Texte à lire:
****************
À Busra, à l’est du Cambodge, la terre rouge s’incruste partout. Les voitures semblent rouillées et les vêtements s’imbibent d’une teinte ocre. Sur ce sol poussiéreux, une vieille dame se faufile entre ses poules et ses cochons noirs. Elle s’abrite du soleil sous les planches en bois de sa maison sur pilotis. Elle semble ruminer sa colère. « Je veux qu’on me rende ma terre, mais je n’ai plus d’espoir. J’avais 12 hectares à moi, pour mes enfants. Dès le départ, l’entreprise aurait dû venir nous expliquer le but de l’investissement. » 

« L’entreprise », c’est la Socfin, ou Société financière des caoutchoucs (aussi active dans l’huile de palme), basée au Luxembourg, avec un siège opérationnel en Suisse mais dont les hauts responsables sont belges : Hubert Fabri, le président du conseil d’administration et actionnaire majoritaire, et Luc Boedt, le CEO. Aux côtés de Fabri, on retrouve dans l’actionnariat un milliardaire français bien connu : Vincent Bolloré. Socfin, c’est près de 200 000 hectares de plantations exploitées dans dix pays d’Afrique et d’Asie du Sud-Est.

En 2007, le groupe se lie à une entreprise cambodgienne, KCD, pour planter des hévéas sur cette terre réputée si fertile.

La mise en exploitation des lieux et le processus de location – à la légalité contestée – ne se sont pas faits sans heurts. Car l’arrivée de Socfin à Busra, à grands coups de pelleteuses, a bouleversé l’équilibre local. « C’était la bombe qui a tout dispersé,explique Neth Prak, qui fut longtemps l’un des représentants des villageois lésés. On a volé nos terres. Cela nous empêche de pratiquer notre agriculture traditionnelle. En théorie, il aurait fallu notre consentement préalable, il aurait fallu qu’on nous informe clairement, mais cela n’a pas eu lieu. » 

Lorsque Socfin-KCD débarque à Busra, en 2008, elle possède l’autorisation du gouvernement cambodgien pour planter des hévéas sur deux concessions, Varanasi, puis Sethikula, acquise en 2010, qui s’étendent sur plus de 7 000 hectares. Le Cambodge octroie cette « concession foncière à des fins économiques » pour une période de 70 ans, à un prix inconnu. L’octroi de ce type de concessions, effectué au plus haut niveau de l’État cambodgien, fait l’objet d’un moratoire depuis 2012, car elles avaient déclenché de féroces critiques à cause de leur impact sur la déforestation et les communautés locales.
****************
Petit exercice 1: Dans le texte sur Busra, recopiez tout ce qui va de « Lorsque Socfin-KCD débarque » jusqu'à « les communautés locales. », en remplaçant « Sethikula » par « Sethikoula ».
Petit exercice 2: D'après le texte sur Busra, pour combien d'années le Cambodge a-t-il accordé la concession foncière ?
Petit exercice 3: Écrivez la suite du texte sur l'implantation de Socfin à Busra, à partir de sa dernière phrase.
Le matériau qui suit est indépendant du texte.

Entrées du jeu de données:
****************
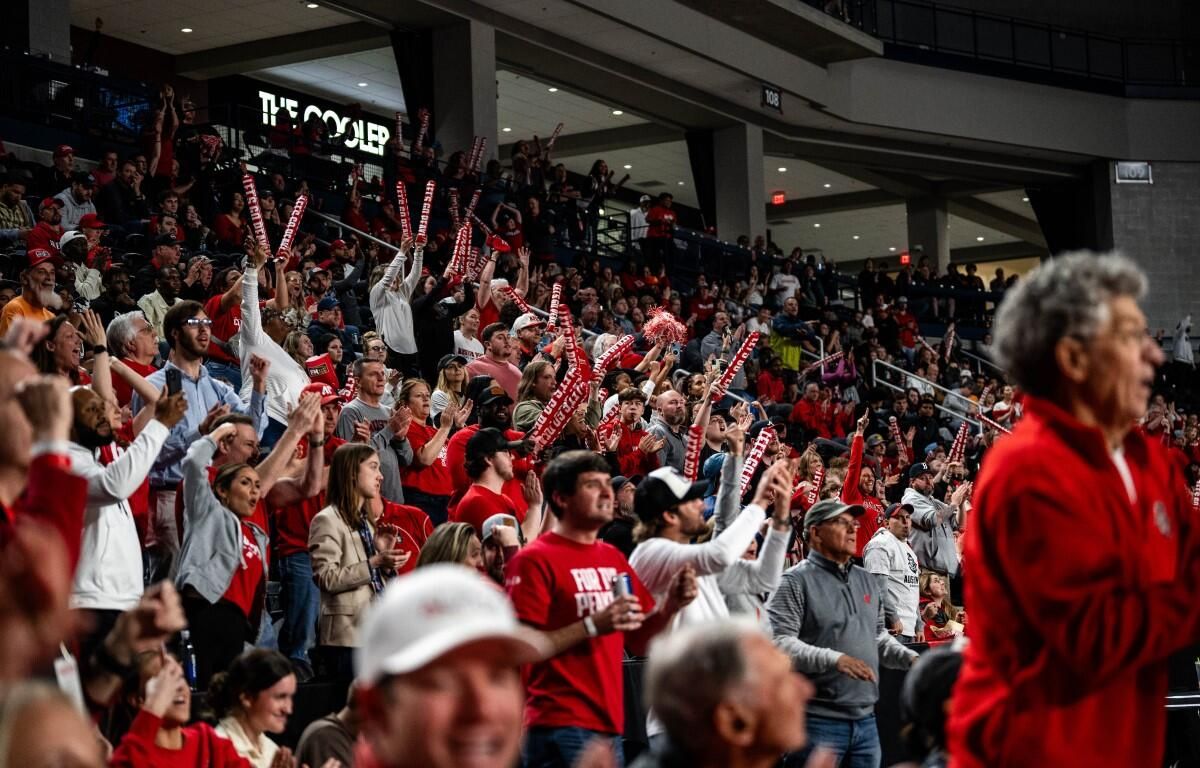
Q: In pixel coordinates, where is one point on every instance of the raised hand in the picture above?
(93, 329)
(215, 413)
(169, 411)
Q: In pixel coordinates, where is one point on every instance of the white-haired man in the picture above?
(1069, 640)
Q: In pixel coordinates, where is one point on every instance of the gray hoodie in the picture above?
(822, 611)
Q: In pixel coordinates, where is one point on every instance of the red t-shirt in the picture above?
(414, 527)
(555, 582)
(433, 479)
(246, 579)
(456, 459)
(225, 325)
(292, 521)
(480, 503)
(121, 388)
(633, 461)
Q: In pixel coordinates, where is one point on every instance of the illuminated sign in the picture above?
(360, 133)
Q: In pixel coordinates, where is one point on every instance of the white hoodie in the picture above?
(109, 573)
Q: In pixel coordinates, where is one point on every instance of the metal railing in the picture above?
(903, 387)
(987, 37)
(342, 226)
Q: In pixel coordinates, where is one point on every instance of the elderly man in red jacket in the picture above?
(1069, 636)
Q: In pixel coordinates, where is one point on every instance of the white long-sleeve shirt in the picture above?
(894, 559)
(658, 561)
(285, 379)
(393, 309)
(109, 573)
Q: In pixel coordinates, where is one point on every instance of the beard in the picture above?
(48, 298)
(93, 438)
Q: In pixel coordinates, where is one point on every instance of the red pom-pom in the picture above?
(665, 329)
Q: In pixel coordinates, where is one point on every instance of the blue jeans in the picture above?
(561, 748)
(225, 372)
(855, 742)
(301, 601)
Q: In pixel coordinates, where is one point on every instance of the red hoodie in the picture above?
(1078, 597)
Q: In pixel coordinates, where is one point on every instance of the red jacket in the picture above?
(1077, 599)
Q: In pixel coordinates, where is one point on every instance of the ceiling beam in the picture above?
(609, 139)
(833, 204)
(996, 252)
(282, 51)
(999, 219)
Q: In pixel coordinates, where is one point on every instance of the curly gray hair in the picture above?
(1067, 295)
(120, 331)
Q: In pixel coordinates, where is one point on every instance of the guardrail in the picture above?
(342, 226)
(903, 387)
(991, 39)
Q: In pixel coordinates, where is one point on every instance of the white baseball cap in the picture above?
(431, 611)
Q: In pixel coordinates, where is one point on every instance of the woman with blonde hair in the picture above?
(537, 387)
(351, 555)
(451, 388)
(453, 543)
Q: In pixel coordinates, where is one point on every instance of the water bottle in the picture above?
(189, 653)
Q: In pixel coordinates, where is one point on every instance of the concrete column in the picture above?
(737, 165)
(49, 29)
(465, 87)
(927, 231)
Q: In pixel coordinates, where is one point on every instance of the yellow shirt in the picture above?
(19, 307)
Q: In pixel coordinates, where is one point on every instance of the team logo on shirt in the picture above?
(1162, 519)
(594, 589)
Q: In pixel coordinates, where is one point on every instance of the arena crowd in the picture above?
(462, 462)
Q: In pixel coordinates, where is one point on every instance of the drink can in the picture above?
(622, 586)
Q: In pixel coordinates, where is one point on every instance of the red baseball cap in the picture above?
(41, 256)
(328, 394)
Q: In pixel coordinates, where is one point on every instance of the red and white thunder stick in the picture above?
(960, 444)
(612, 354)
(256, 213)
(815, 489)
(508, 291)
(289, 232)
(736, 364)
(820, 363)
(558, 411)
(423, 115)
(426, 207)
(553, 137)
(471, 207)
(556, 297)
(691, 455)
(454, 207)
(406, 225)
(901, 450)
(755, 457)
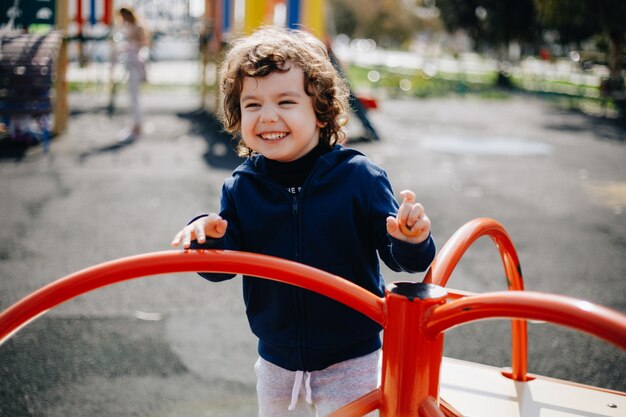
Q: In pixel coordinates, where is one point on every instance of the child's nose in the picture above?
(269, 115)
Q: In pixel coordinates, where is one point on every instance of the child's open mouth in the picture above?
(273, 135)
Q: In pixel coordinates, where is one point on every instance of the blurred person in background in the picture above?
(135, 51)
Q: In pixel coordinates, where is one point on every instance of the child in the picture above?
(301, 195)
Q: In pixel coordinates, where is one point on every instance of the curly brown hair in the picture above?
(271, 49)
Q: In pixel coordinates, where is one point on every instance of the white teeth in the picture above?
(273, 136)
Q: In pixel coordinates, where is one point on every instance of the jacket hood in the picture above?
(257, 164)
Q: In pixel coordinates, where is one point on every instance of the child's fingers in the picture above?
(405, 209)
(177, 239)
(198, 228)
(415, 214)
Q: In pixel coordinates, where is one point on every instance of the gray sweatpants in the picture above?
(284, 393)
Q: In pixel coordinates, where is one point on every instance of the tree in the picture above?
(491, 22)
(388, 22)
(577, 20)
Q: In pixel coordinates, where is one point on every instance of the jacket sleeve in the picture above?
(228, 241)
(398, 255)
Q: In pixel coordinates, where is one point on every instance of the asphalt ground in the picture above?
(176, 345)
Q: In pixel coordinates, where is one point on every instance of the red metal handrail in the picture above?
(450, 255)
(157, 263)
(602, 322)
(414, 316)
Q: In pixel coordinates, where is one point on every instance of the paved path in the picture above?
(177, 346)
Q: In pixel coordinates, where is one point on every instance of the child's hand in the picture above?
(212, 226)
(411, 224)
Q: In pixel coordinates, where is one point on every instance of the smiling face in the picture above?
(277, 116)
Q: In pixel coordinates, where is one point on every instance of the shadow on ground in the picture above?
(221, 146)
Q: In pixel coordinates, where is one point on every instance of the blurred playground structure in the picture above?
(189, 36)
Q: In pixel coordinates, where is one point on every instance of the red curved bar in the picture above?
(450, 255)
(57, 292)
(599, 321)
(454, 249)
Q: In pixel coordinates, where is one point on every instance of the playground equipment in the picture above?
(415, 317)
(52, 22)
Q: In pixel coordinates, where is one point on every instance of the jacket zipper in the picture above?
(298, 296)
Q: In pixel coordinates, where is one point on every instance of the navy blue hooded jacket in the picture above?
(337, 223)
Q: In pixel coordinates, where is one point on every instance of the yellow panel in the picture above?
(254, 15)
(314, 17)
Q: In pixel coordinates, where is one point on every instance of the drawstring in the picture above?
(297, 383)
****************
Réponse attendue 1:
Lorsque Socfin-KCD débarque à Busra, en 2008, elle possède l’autorisation du gouvernement cambodgien pour planter des hévéas sur deux concessions, Varanasi, puis Sethikoula, acquise en 2010, qui s’étendent sur plus de 7 000 hectares. Le Cambodge octroie cette « concession foncière à des fins économiques » pour une période de 70 ans, à un prix inconnu. L’octroi de ce type de concessions, effectué au plus haut niveau de l’État cambodgien, fait l’objet d’un moratoire depuis 2012, car elles avaient déclenché de féroces critiques à cause de leur impact sur la déforestation et les communautés locales.

Réponse attendue 2: Pour une période de 70 ans.

Réponse attendue 3:
Les deux concessions de Socfin n’échappent pas à ces critiques, qui ont déjà été étayées dans plusieurs rapports, dont un de la Fédération internationale des ligues des droits de l’homme en 2011. Car les forêts tropicales louées par l’État n’étaient pas vides, loin de là. Elles étaient occupées par des Bunongs, une minorité locale autochtone, qui y cultivait la terre depuis des siècles, sans titre de propriété. Les Bunongs y pratiquaient leurs activités agricoles traditionnelles – l’agriculture itinérante rotative sur brûlis – mais aussi de l’élevage, de la cueillette.

FORÊTS SACRÉES

Tout le mode de vie des Bunongs, de croyance animiste, est centré sur la forêt, dont certaines zones ont une vocation spirituelle. « En 2009, on a saccagé des forêts sacrées, dans lesquelles se trouvaient des sépultures, des esprits, c’était inacceptable »,proteste encore Neth Prak, dont le témoignage fait écho à de nombreux entretiens réalisés avec les Bunongs de Busra, en décembre 2018. 

Les droits des communautés autochtones sont pourtant protégés par des textes internationaux et nationaux. Dans la loi foncière cambodgienne de 2001, le droit à la propriété collective des populations autochtones est inscrit noir sur blanc. Mais la procédure pour que ce droit devienne réalité est fastidieuse et opaque ; certaines communautés sont divisées quant à sa pertinence et les villageois de Busra n’ont jamais obtenu ce titre. 

Les premiers défrichages commencèrent en avril 2008, avant même la signature officielle de l’octroi de la concession.

« C’ÉTAIT POURTANT NOTRE TERRE » 

Sur la concession Varanasi, les hévéas, espacés d’environ 5 mètres, forment des lignes régulières, presque monotones. Yung Phal est un vieil homme fatigué qui déambule entre les travées d’arbres et nous montre le précieux liquide blanc qu’il prélève sur une terre dont il n’est plus propriétaire. « On nous demande de payer les arbres, l’entretien, le matériel, alors que c’était notre terre. La production doit être vendue à Socfin. » Yung Phal fait partie du programme « Petits exploitants ».

Ce programme figurait parmi les options proposées par l’entreprise pour compenser les familles pour la perte de leurs terres. Un drôle de deal. Alors que ces familles pensaient posséder des parcelles où elles pratiquaient la riziculture itinérante, elles se retrouvent « exploitantes » d’hévéas sur une terre dont elles assurent la gestion pour 60 ans ; ensuite le tout revient à Socfin. 

Pour cultiver l’hévéa, les familles se sont endettées auprès de l’entreprise afin de payer le coût des engrais, du matériel et des plants. « Ces investissements devront être remboursés sur de futures productions, même si, pour l’instant, rien ne leur a été demandé », affirme-t-on chez Socfin, ce que conteste Yung Phal. « On me prend 30 % sur les ventes », affirme-t-il. Le programme « Petits Exploitants » est si désavantageux que les quelques familles qui avaient choisi cette option se retirent peu à peu. On en comptait 154 au début du programme, elles ne sont plus que 52.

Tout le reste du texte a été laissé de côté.